Exercise task => Find every line in the rows below that contains the word "instance" and copy each of those lines. Case counts.

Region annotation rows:
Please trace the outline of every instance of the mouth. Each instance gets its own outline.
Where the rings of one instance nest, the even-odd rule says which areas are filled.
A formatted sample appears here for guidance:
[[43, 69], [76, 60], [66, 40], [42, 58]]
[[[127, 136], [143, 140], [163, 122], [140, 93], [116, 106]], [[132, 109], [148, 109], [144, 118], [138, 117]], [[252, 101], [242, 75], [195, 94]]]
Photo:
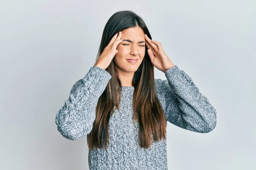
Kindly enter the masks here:
[[136, 63], [138, 62], [138, 59], [126, 59], [126, 60], [128, 62], [131, 62], [131, 63]]
[[133, 61], [136, 61], [138, 59], [126, 59], [128, 60], [133, 60]]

Task solution =>
Please trace the outline of every instance of the mouth. Each instance gets its own outline.
Where the rings of one instance nest, the even-odd rule says which areas are filled.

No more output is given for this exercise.